• TEXT EXCERPT:
'''

Sun 8th Jul
Having arrived yesterday quite early and had wander around, there wasn’t a huge amount to do – just a little town set up for tourists. A small beach town with bars, restaurants and tour agents. The lake is filled with kayaks, pedaleos and inflatables.
I grab some lunch, buy my boat ticket to Isla del sol tomorrow and bus ticket to La Paz tomorrow evening. Note – all tour companies offer 2 times but only 1 company has this. All buses leave at 1330 to La Paz with Titicaca Tours offering a 1830 service (they add another 10b to this service making it 40 not 30). Local buses go every hour but not to the centre for about 20-25b.
Today is another early start. It’s breakfast then to the boat for 0800. We all pile on and eventually we’re off – a bit of an understatement as it’s like the slow boat to China.
I meet a lovely group of Argentinians which is great as I get to speak more Spanish. The last few days is the most I’ve spoken in ages.
First stop is to Isla de la Luna which houses the Temple of Virgins. That’s about all I know as there is no guide here. I’m a bit annoyed as I was told there would be one. Maybe the guide on Isla del Sol will share some info…
We pile back on the boat after an hour here and on to the next Island. We pay another 10b entry and the guide leads us off – in Spanish. Off he goes explaining this that and the other which is great for the native Spanish speakers – but not for me. I understand around 60% but Inca history and vocabulary isn’t something I’ve focused on in lessons and much of it is lost. I’m again disappointed because I was hugely interested in this place. The guide wants to give me a half arsed explanation in broken English but I’m peed off and just ask for my money back. I’m going to have to consult Google!
With the aid of Sacred Destinations, I managed to gleam this information:
According to Incan lore, after a great flood, the god Viracocha arose from Lake Titicaca to create the world. He commanded the sun (Inti), moon (Mama Kilya) and stars to rise, then went to Tiahuanaco to create the first human beings, Mallku Kapac and Mama Ocllo. These first humans, the “Inca Adam and Eve,” were formed from stone and brought to life by Viracocha, who commanded them to go out and populate the world. Thus Lake Titicaca is the birthplace of the Incas, whose spirits return to their origin in the lake upon death.
In addition to Lake Titicaca itself, several of the 41 islands in the lake are regarded as sacred. Especially important is the Isla del Sol, located on the Bolivia side near Copacabana. The largest of all the lake islands (but still only 5.5 by 3.75 miles in size) , Isla del Sol was regarded as the home of the supreme Inca god Inti.
On the north end of the Island of the Sun is the town of Challapampa, home to the fascinating Chinkana (labyrinth). A huge stone complex full of mazes, it is thought be a training center for Inca priests. Unusually for the Incas, the construction is a bit sloppy—some archaeologists theorize that they must have been in a rush to build it. A natural spring here runs under the island and appears again in a sacred stone fountain in Yumani.

'''

• GIVEN TASK: Return everything in the Lake Titicaca diary from "I grab some" down to "spoken in ages.", copied word for word. Use only the travel diary above; do not bring in outside information.

• MATERIAL:
'''

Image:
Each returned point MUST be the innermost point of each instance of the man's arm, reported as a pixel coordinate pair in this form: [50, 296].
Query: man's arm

'''

• FULL SOLUTION:
I grab some lunch, buy my boat ticket to Isla del sol tomorrow and bus ticket to La Paz tomorrow evening. Note – all tour companies offer 2 times but only 1 company has this. All buses leave at 1330 to La Paz with Titicaca Tours offering a 1830 service (they add another 10b to this service making it 40 not 30). Local buses go every hour but not to the centre for about 20-25b.
Today is another early start. It’s breakfast then to the boat for 0800. We all pile on and eventually we’re off – a bit of an understatement as it’s like the slow boat to China.
I meet a lovely group of Argentinians which is great as I get to speak more Spanish. The last few days is the most I’ve spoken in ages.